» PROBLEM REQUIREMENTS:
Set the whole listing down again, word for word, with no pictures.

» GIVEN ENTRIES:
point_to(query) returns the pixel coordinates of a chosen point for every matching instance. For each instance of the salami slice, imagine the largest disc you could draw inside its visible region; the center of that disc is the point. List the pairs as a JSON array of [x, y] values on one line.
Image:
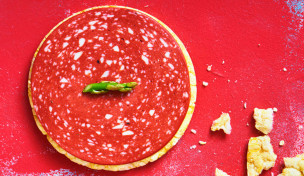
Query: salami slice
[[113, 131]]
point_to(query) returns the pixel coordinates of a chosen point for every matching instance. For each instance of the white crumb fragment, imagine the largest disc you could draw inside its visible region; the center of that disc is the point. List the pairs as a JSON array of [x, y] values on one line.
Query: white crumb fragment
[[223, 122], [260, 155], [209, 67], [293, 166], [193, 131], [193, 147], [202, 142], [205, 83], [219, 172], [263, 119], [282, 142]]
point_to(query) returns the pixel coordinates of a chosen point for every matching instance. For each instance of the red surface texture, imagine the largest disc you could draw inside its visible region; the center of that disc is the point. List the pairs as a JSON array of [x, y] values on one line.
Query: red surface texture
[[248, 44]]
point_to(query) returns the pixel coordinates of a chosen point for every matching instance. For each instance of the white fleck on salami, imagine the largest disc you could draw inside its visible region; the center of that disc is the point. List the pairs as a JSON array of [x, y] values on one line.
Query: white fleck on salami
[[110, 44]]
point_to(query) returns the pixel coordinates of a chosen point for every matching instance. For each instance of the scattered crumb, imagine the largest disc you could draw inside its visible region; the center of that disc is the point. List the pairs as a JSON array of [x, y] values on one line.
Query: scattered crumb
[[263, 119], [219, 172], [260, 155], [293, 166], [209, 67], [193, 147], [205, 83], [223, 122], [202, 142], [193, 131]]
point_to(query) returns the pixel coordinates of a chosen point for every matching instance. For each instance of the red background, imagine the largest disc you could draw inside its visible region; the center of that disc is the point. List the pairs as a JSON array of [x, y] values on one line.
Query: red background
[[255, 39]]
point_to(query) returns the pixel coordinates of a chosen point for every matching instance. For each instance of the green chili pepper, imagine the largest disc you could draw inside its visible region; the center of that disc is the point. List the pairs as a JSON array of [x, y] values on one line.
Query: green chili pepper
[[105, 86]]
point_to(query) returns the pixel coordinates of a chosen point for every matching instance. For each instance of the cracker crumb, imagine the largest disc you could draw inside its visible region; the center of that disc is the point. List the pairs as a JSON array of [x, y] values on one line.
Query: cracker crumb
[[223, 122], [205, 83], [193, 131], [202, 142], [260, 155], [263, 119], [193, 147]]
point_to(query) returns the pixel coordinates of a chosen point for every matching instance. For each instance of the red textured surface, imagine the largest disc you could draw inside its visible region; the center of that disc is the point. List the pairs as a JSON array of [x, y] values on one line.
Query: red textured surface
[[212, 32], [146, 140]]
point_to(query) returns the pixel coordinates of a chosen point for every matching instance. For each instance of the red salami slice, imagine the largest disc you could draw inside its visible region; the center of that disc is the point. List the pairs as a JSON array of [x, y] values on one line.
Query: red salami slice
[[111, 44]]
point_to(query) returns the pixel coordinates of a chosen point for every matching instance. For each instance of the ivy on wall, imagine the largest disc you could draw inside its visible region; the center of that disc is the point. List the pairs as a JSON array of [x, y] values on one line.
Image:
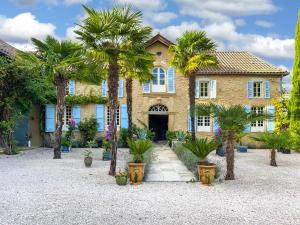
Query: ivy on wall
[[84, 99]]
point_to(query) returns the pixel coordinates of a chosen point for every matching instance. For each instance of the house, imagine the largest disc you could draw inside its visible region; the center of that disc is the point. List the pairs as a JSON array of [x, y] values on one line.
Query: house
[[163, 103]]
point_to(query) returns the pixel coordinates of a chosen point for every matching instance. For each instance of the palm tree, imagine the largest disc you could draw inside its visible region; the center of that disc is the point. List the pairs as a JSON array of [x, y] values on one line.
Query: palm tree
[[60, 61], [233, 120], [273, 141], [189, 55], [109, 34], [135, 66]]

» TASK SOLUTION:
point_to(query) returns the pixel coordinates of a chosen point for every matching instance. For each instance of the salami slice, imagine the largest disc you could draw inside its visible region; the center of that disc is the point. List the pairs as a JSON array of [x, y] values on one line.
Image:
Query: salami slice
[[113, 131]]
point_to(query) returns the pixel coordinates of a chosen point for every matching instance. For each instance of the white crumb fragment, imagine the largest disc you could draw inside its visible region; the center of that disc is the point. List the pairs as a JSON array of [x, y] values on one line.
Query: white crumb fragment
[[223, 122], [260, 155], [209, 67], [293, 166], [193, 131], [193, 147], [202, 142], [205, 83], [219, 172], [263, 119], [282, 142]]
point_to(query) returns the pixel coordinates of a chosen point for every matching instance. For each instance of the red surface texture, imagine the largest disc you could draw inside its visible region; the center of that disc is the point. List the pairs as a JSON array of [x, y] values on one line.
Query: red surface texture
[[248, 44]]
point_to(query) returns the pixel coordinates of a chosen point for every matching instance. For each instance of the white fleck on salami, imagine the largest disc you could draw inside its visible region; the center of that disc is the point. List the pairs as a JSON array of [x, y] values on one line.
Query: white fleck on salami
[[110, 44]]
point_to(query) returns the pixel coordinates of a chosen point for every matching instance. For each instance of the scattered crumb, imagine the largest disc you could draw inside its visible region; the center of that disc is the point. List the pairs as a JSON array of [x, y] values on one line.
Query: scattered crumb
[[263, 119], [219, 172], [260, 155], [293, 166], [209, 67], [193, 147], [205, 83], [223, 122], [202, 142], [193, 131]]
point_to(query) returns the pixel coordinates of a chosen point for every matching instance. For each instance of the red background, imagine the largest disc you could draw inside its visible region; the center of that disc is the point. List the pairs as a JSON array of [x, y] values on one line.
Query: red background
[[255, 39]]
point_to(query) returns the pixel coordinates of a chosen point for every matching instance. For each instance of the green chili pepper, imagine the largest disc you could draw inside its visible region; the center of that disc is the point. List the pairs as a JSON array of [x, y] values on one line.
Query: green chili pepper
[[105, 86]]
point_to(query) returns the pixel coordinates of a chosen point for every matching instance. For each instance of the cracker crumb, imagine the largest disc you could draw inside its visible region; the center of that disc is the point. List the pairs as a JSON array of [x, y] values on one line.
Query: cracker crumb
[[223, 122], [205, 83], [193, 131], [202, 142], [260, 155], [263, 119], [193, 147]]
point_to(query) returns the pixel coordinates of a chosen point for every matching instance. For each instance of the red textured surface, imagine the largest disc you could draw inside its visible region; the center of that disc is the point. List the pairs as a JSON array of [x, y] values on one line.
Query: red textured surface
[[212, 32], [146, 140]]
point_to(query) returns the pixel coordinates of a chosen point for every matching instance. For each instance of the red salami slice, imagine the largest disc you could draw inside its visible region; the center of that disc is the point. List the pairs as a JSON array of [x, y] values on one line.
Query: red salami slice
[[111, 44]]
point_to(query) returns the pixel coordinates of a chosen point for every matching instance. For each instance of the ivy on wall, imagine the largest disc you could draw inside its visible region; the center of that disc is the point. List the pairs as a JSON array of [x, y] values on one line.
Image:
Query: ivy on wall
[[84, 99]]
point_to(query) returns the pixel coordinates of a chosen point for every matching instance. For each instance of the house, imagine the largest disc you could draw inside its visible region; the center of that disc is the point. List the pairs as a JSON array of [x, y] values on one line.
Query: house
[[163, 103]]
point_to(query) returns the pixel coordinates of a chosen point for every matching instance. For each instance of the palm tree, imagine the largest disc you could draw inside its visible region; the center of that disc is the point. List the pairs as a JSON array of [x, y] values on one line.
Query: palm tree
[[60, 61], [233, 120], [273, 141], [189, 55], [109, 34], [135, 66]]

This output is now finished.